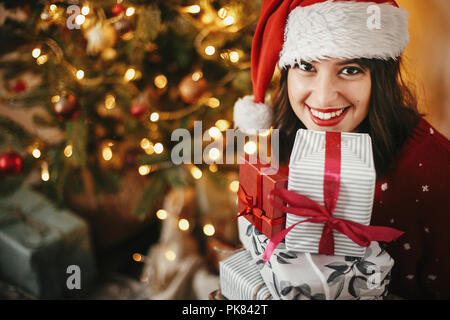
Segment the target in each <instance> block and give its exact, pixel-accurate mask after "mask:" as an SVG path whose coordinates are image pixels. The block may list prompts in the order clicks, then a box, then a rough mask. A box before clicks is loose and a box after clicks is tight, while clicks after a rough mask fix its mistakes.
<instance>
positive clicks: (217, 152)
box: [208, 148, 220, 160]
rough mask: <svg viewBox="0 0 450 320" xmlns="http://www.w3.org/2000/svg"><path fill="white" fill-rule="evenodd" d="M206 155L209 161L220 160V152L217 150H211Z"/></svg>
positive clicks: (209, 150) (218, 149) (211, 149)
mask: <svg viewBox="0 0 450 320" xmlns="http://www.w3.org/2000/svg"><path fill="white" fill-rule="evenodd" d="M208 155H209V158H210V159H211V160H217V159H219V158H220V151H219V149H217V148H211V149H210V150H209V152H208Z"/></svg>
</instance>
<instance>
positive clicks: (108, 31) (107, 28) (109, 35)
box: [85, 22, 117, 55]
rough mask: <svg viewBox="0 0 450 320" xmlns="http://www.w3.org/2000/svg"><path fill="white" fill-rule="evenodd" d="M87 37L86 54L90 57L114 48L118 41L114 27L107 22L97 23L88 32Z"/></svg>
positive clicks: (86, 38) (87, 32) (86, 34)
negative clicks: (101, 52)
mask: <svg viewBox="0 0 450 320" xmlns="http://www.w3.org/2000/svg"><path fill="white" fill-rule="evenodd" d="M85 37H86V40H87V48H86V52H87V53H88V54H89V55H96V54H99V53H101V52H102V51H104V50H106V49H108V48H112V47H113V46H114V44H115V43H116V40H117V34H116V30H115V29H114V27H113V26H112V25H111V24H109V23H105V22H97V23H96V24H95V25H94V26H93V27H92V28H90V29H89V30H87V31H86V33H85Z"/></svg>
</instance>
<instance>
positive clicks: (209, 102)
mask: <svg viewBox="0 0 450 320" xmlns="http://www.w3.org/2000/svg"><path fill="white" fill-rule="evenodd" d="M207 105H208V106H209V107H211V108H213V109H214V108H217V107H218V106H220V100H219V99H217V98H214V97H212V98H209V99H208V102H207Z"/></svg>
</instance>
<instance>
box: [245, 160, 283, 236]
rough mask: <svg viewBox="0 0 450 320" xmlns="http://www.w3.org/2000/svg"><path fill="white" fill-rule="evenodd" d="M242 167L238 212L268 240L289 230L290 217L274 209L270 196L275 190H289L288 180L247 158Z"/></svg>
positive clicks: (275, 170)
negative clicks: (285, 227)
mask: <svg viewBox="0 0 450 320" xmlns="http://www.w3.org/2000/svg"><path fill="white" fill-rule="evenodd" d="M243 162H244V163H243V164H241V165H239V189H240V190H239V191H238V198H239V202H238V211H239V213H240V215H243V216H244V217H245V218H246V219H247V220H248V221H250V223H251V224H253V225H254V226H255V227H256V228H257V229H258V230H259V231H260V232H262V233H263V234H264V235H266V236H267V237H268V238H272V236H274V235H275V234H277V233H278V232H280V231H281V230H283V229H284V227H285V222H286V214H285V213H284V212H282V211H280V210H277V209H274V208H273V207H272V206H271V204H270V203H269V200H268V199H267V196H268V194H269V193H270V191H272V190H273V189H281V188H287V181H288V177H287V175H286V174H285V173H281V172H277V173H275V172H276V170H275V169H274V168H270V166H268V165H262V164H261V163H256V164H252V163H250V162H249V160H248V159H244V158H243Z"/></svg>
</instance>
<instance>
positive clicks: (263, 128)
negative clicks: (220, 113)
mask: <svg viewBox="0 0 450 320" xmlns="http://www.w3.org/2000/svg"><path fill="white" fill-rule="evenodd" d="M233 118H234V125H235V127H238V128H239V129H240V130H241V131H242V132H245V133H249V134H256V133H257V130H260V129H268V128H270V125H271V124H272V107H270V106H269V105H267V104H265V103H257V102H255V100H254V97H253V96H245V97H244V98H240V99H238V100H237V101H236V103H235V104H234V113H233Z"/></svg>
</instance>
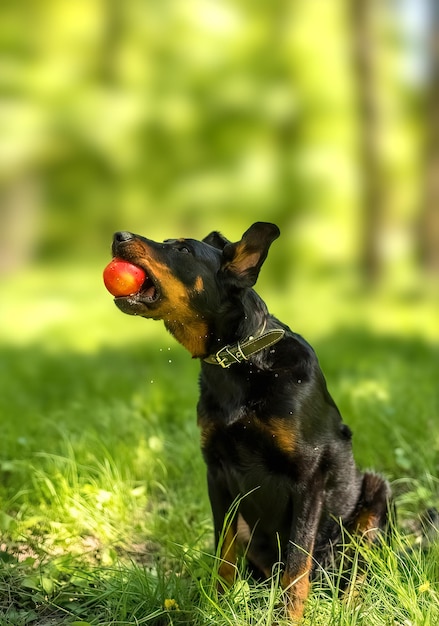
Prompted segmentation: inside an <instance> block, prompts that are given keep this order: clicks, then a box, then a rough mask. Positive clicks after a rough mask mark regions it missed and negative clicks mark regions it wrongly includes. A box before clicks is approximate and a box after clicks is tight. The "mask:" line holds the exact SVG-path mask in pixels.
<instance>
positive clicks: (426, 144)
mask: <svg viewBox="0 0 439 626" xmlns="http://www.w3.org/2000/svg"><path fill="white" fill-rule="evenodd" d="M429 4H430V15H429V18H430V19H429V24H430V33H429V70H430V73H429V82H428V87H427V119H426V153H425V174H424V181H425V182H424V184H425V189H424V197H423V208H422V212H421V237H420V239H421V241H420V244H421V260H422V265H423V267H424V269H425V270H426V271H427V272H428V273H430V274H439V4H438V2H437V0H430V3H429Z"/></svg>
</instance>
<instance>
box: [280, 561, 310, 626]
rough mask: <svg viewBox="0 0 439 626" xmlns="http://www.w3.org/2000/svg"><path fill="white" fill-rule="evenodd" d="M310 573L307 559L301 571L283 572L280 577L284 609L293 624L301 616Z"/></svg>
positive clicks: (301, 617)
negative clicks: (281, 581) (303, 568)
mask: <svg viewBox="0 0 439 626" xmlns="http://www.w3.org/2000/svg"><path fill="white" fill-rule="evenodd" d="M310 573H311V558H310V557H308V559H307V561H306V566H305V568H304V569H303V570H302V571H299V572H297V573H294V574H289V573H287V572H285V573H284V575H283V576H282V587H283V588H284V589H285V591H286V597H285V603H286V608H287V611H288V615H289V617H290V619H291V620H292V621H293V623H297V622H299V621H300V620H301V618H302V616H303V611H304V608H305V602H306V599H307V598H308V595H309V588H310V582H309V576H310Z"/></svg>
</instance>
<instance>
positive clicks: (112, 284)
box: [104, 257, 147, 297]
mask: <svg viewBox="0 0 439 626" xmlns="http://www.w3.org/2000/svg"><path fill="white" fill-rule="evenodd" d="M146 279H147V275H146V273H145V271H144V270H143V269H142V268H141V267H138V266H137V265H133V264H132V263H128V261H124V260H123V259H118V258H117V257H116V258H114V259H113V260H112V261H110V263H109V264H108V265H107V267H106V268H105V269H104V284H105V286H106V288H107V289H108V291H109V292H110V293H111V295H113V296H116V297H118V296H132V295H133V294H135V293H137V292H138V291H139V289H140V288H141V287H142V285H143V283H144V282H145V280H146Z"/></svg>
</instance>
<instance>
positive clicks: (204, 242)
mask: <svg viewBox="0 0 439 626" xmlns="http://www.w3.org/2000/svg"><path fill="white" fill-rule="evenodd" d="M203 241H204V243H208V244H209V246H213V247H214V248H218V250H224V247H225V246H226V245H227V244H228V243H230V241H229V240H228V239H226V238H225V237H224V236H223V235H221V233H219V232H218V231H217V230H214V231H213V232H212V233H210V235H207V237H205V238H204V239H203Z"/></svg>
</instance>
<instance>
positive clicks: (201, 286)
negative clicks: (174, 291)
mask: <svg viewBox="0 0 439 626" xmlns="http://www.w3.org/2000/svg"><path fill="white" fill-rule="evenodd" d="M194 289H195V291H196V292H197V293H201V292H202V291H203V289H204V282H203V278H202V276H197V278H196V279H195V285H194Z"/></svg>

━━━━

> _What needs to be done_
Return all the records above verbatim, line for line, with the pictures left out.

> _Solution to this exercise_
Segment the target in each <instance> block and give its exact, pixel-accurate mask after "mask:" as an SVG path whose coordinates are image pixels. The block may list prompts in the order clicks, then a box, then a rough mask. A box before clicks is loose and a box after clicks is tight, while clicks after a rough mask fix its mistakes.
<instance>
positive clicks: (217, 152)
box: [208, 148, 220, 160]
rough mask: <svg viewBox="0 0 450 320" xmlns="http://www.w3.org/2000/svg"><path fill="white" fill-rule="evenodd" d="M206 155L209 161L220 160V152L217 150H211Z"/></svg>
positive clicks: (209, 150) (218, 149) (211, 149)
mask: <svg viewBox="0 0 450 320" xmlns="http://www.w3.org/2000/svg"><path fill="white" fill-rule="evenodd" d="M208 155H209V158H210V159H211V160H217V159H219V158H220V151H219V149H217V148H211V149H210V150H209V152H208Z"/></svg>
</instance>
<instance>
positive clicks: (108, 31) (107, 28) (109, 35)
box: [85, 22, 117, 55]
rough mask: <svg viewBox="0 0 450 320" xmlns="http://www.w3.org/2000/svg"><path fill="white" fill-rule="evenodd" d="M87 37L86 54L90 57L114 48L118 41L114 27L107 22L97 23L88 32Z"/></svg>
positive clicks: (86, 38) (87, 32) (86, 34)
negative clicks: (101, 52)
mask: <svg viewBox="0 0 450 320" xmlns="http://www.w3.org/2000/svg"><path fill="white" fill-rule="evenodd" d="M85 37H86V40H87V48H86V52H87V53H88V54H89V55H96V54H99V53H101V52H102V51H104V50H106V49H108V48H112V47H113V46H114V44H115V43H116V40H117V34H116V30H115V29H114V27H113V26H112V25H111V24H109V23H105V22H97V23H96V24H95V25H94V26H93V27H92V28H90V29H89V30H87V31H86V33H85Z"/></svg>
</instance>
<instance>
positive clicks: (209, 102)
mask: <svg viewBox="0 0 450 320" xmlns="http://www.w3.org/2000/svg"><path fill="white" fill-rule="evenodd" d="M207 105H208V106H209V107H211V108H213V109H214V108H217V107H218V106H220V100H219V99H217V98H214V97H212V98H209V99H208V102H207Z"/></svg>
</instance>
<instance>
box: [245, 160, 283, 236]
rough mask: <svg viewBox="0 0 450 320" xmlns="http://www.w3.org/2000/svg"><path fill="white" fill-rule="evenodd" d="M242 167L238 212L268 240L289 230L290 217L274 209L270 196L275 190H289L288 180L247 158Z"/></svg>
positive clicks: (275, 170)
negative clicks: (285, 227)
mask: <svg viewBox="0 0 450 320" xmlns="http://www.w3.org/2000/svg"><path fill="white" fill-rule="evenodd" d="M243 162H244V163H243V164H241V165H239V189H240V190H239V191H238V198H239V202H238V211H239V213H240V215H243V216H244V217H245V218H246V219H247V220H248V221H250V223H251V224H253V225H254V226H255V227H256V228H257V229H258V230H259V231H260V232H262V233H263V234H264V235H266V236H267V237H268V238H272V236H274V235H275V234H277V233H278V232H280V231H281V230H283V229H284V227H285V222H286V214H285V213H284V212H282V211H280V210H277V209H274V208H273V207H272V206H271V204H270V203H269V200H268V199H267V196H268V194H269V193H270V191H272V190H273V189H281V188H287V181H288V177H287V175H286V174H285V173H281V172H277V173H275V172H276V170H275V169H274V168H270V166H268V165H262V164H261V163H256V164H252V163H250V162H249V160H248V159H244V158H243Z"/></svg>
</instance>
<instance>
positive clicks: (263, 128)
negative clicks: (220, 113)
mask: <svg viewBox="0 0 450 320" xmlns="http://www.w3.org/2000/svg"><path fill="white" fill-rule="evenodd" d="M233 118H234V125H235V127H238V128H239V129H240V130H241V131H242V132H245V133H249V134H256V133H257V130H260V129H268V128H270V125H271V124H272V107H270V106H269V105H267V104H265V103H257V102H255V100H254V97H253V96H245V97H244V98H240V99H238V100H237V101H236V103H235V104H234V113H233Z"/></svg>
</instance>
Prompted segmentation: inside an <instance> block, prompts that are given keep this order: clicks, then a box, then a rough mask. Positive clicks after a rough mask mark regions it missed and negative clicks mark regions it wrongly includes. A box before clicks is approximate and a box after clicks is tight. The "mask:" line holds the exact SVG-path mask in pixels.
<instance>
positive clicks: (426, 144)
mask: <svg viewBox="0 0 439 626" xmlns="http://www.w3.org/2000/svg"><path fill="white" fill-rule="evenodd" d="M429 4H430V15H429V18H430V19H429V24H430V33H429V70H430V73H429V82H428V87H427V119H426V153H425V174H424V181H425V182H424V184H425V189H424V197H423V208H422V212H421V237H420V239H421V241H420V244H421V260H422V265H423V267H424V269H425V270H426V271H427V272H428V273H430V274H439V4H438V2H437V0H430V3H429Z"/></svg>
</instance>
<instance>
box: [280, 561, 310, 626]
rough mask: <svg viewBox="0 0 439 626" xmlns="http://www.w3.org/2000/svg"><path fill="white" fill-rule="evenodd" d="M310 573L307 559L301 571L283 572L280 577L284 609L293 624L301 616Z"/></svg>
positive clicks: (301, 617)
negative clicks: (281, 581) (303, 568)
mask: <svg viewBox="0 0 439 626" xmlns="http://www.w3.org/2000/svg"><path fill="white" fill-rule="evenodd" d="M310 573H311V558H310V557H308V559H307V561H306V566H305V568H304V569H303V570H302V571H299V572H297V573H294V574H289V573H287V572H285V573H284V575H283V576H282V587H283V588H284V589H285V591H286V597H285V603H286V608H287V611H288V615H289V617H290V619H291V620H292V621H293V623H297V622H299V621H300V620H301V618H302V616H303V611H304V608H305V602H306V599H307V598H308V595H309V588H310V582H309V576H310Z"/></svg>
</instance>
<instance>
positive clicks: (112, 284)
box: [104, 257, 147, 297]
mask: <svg viewBox="0 0 439 626" xmlns="http://www.w3.org/2000/svg"><path fill="white" fill-rule="evenodd" d="M146 279H147V275H146V273H145V271H144V270H143V269H142V268H141V267H138V266H137V265H133V264H132V263H128V261H124V260H123V259H118V258H117V257H116V258H114V259H113V260H112V261H110V263H109V264H108V265H107V267H106V268H105V269H104V284H105V286H106V288H107V289H108V291H109V292H110V293H111V295H113V296H116V297H118V296H132V295H133V294H135V293H137V292H138V291H139V289H140V288H141V287H142V285H143V283H144V282H145V280H146Z"/></svg>
</instance>
<instance>
positive clicks: (204, 242)
mask: <svg viewBox="0 0 439 626" xmlns="http://www.w3.org/2000/svg"><path fill="white" fill-rule="evenodd" d="M203 241H204V243H208V244H209V246H213V247H214V248H218V250H224V247H225V246H226V245H227V244H228V243H230V241H229V240H228V239H226V238H225V237H224V236H223V235H221V233H219V232H218V231H217V230H214V231H213V232H212V233H210V235H207V237H205V238H204V239H203Z"/></svg>
</instance>
<instance>
positive clicks: (201, 286)
negative clicks: (174, 291)
mask: <svg viewBox="0 0 439 626" xmlns="http://www.w3.org/2000/svg"><path fill="white" fill-rule="evenodd" d="M194 289H195V291H196V292H197V293H201V292H202V291H203V289H204V282H203V278H202V276H197V278H196V279H195V285H194Z"/></svg>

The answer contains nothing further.